> _EXTRAIT_

--------------------

4. Si l’espace n’était que l’ordre des choses qui coexistent, il s’ensuivrait que, si Dieu faisait mouvoir le monde tout entier en ligne droite, quelque degré de vitesse qu’il eût, il ne laisserait pas d’être toujours dans le même lieu ; et que rien ne recevrait aucun choc, quoique ce mouvement fût arrêté subitement. Et si le temps n’était qu’un ordre de succession dans les créatures, il s’ensuivrait que, si Dieu avait créé le monde quelques millions d’autres plus tôt, il n’aurait pourtant pas été créé plus tôt. De plus, l’espace et le temps sont des quantités ; ce qu’on ne peut dire de la situation et de l’ordre.

5. On prétend ici que, parce que l’espace est uniforme ou parfaitement semblable, et qu’aucune de ses parties ne diffère de l’autre, il s’ensuit que, si les corps qui ont été créés dans un certain lieu avaient été créés dans un autre lieu (supposé qu’ils conservassent la même situation entre eux), ils ne laisseraient pas d’avoir été créés dans le même lieu. Mais c’est une contradiction manifeste. Il est vrai que l’uniformité de l’espace prouve que Dieu n’a pu avoir aucune raison externe pour créer les choses dans un lieu plutôt que dans un’autre ; mais cela empêche-t-il que sa volonté n’ait été une raison suffisante pour agir en quelque lieu que ce soit, puisque tous les lieux sont indifférents ou semblables, et qu’il y a une bonne raison pour agir en quelque lieu ?

--------------------

> _DONNÉES FOURNIES_

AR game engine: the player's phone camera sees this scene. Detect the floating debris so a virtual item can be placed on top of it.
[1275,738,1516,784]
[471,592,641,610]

--------------------

> _CONSIGNE 1_
Répondez à ces questions sur l'extrait consacré à l'espace et au temps :
(a) Au paragraphe 4, dans quelle direction Dieu ferait-il mouvoir le monde tout entier ?
(b) Selon le paragraphe 4, que sont l'espace et le temps, ce qu'on ne peut dire de la situation et de l'ordre ?
(c) Au paragraphe 5, comment est qualifiée l'idée que des corps créés ailleurs auraient tout de même été créés dans le même lieu ?
> _CONSIGNE 2_
Recopiez, dans l'extrait sur l'espace et le temps, le passage allant de « 5. On prétend » jusqu'à « en quelque lieu ? ».

> _RÉPONSE COMPLÈTE 1_
(a) En ligne droite.
(b) Des quantités.
(c) De contradiction manifeste.

> _RÉPONSE COMPLÈTE 2_
5. On prétend ici que, parce que l’espace est uniforme ou parfaitement semblable, et qu’aucune de ses parties ne diffère de l’autre, il s’ensuit que, si les corps qui ont été créés dans un certain lieu avaient été créés dans un autre lieu (supposé qu’ils conservassent la même situation entre eux), ils ne laisseraient pas d’avoir été créés dans le même lieu. Mais c’est une contradiction manifeste. Il est vrai que l’uniformité de l’espace prouve que Dieu n’a pu avoir aucune raison externe pour créer les choses dans un lieu plutôt que dans un’autre ; mais cela empêche-t-il que sa volonté n’ait été une raison suffisante pour agir en quelque lieu que ce soit, puisque tous les lieux sont indifférents ou semblables, et qu’il y a une bonne raison pour agir en quelque lieu ?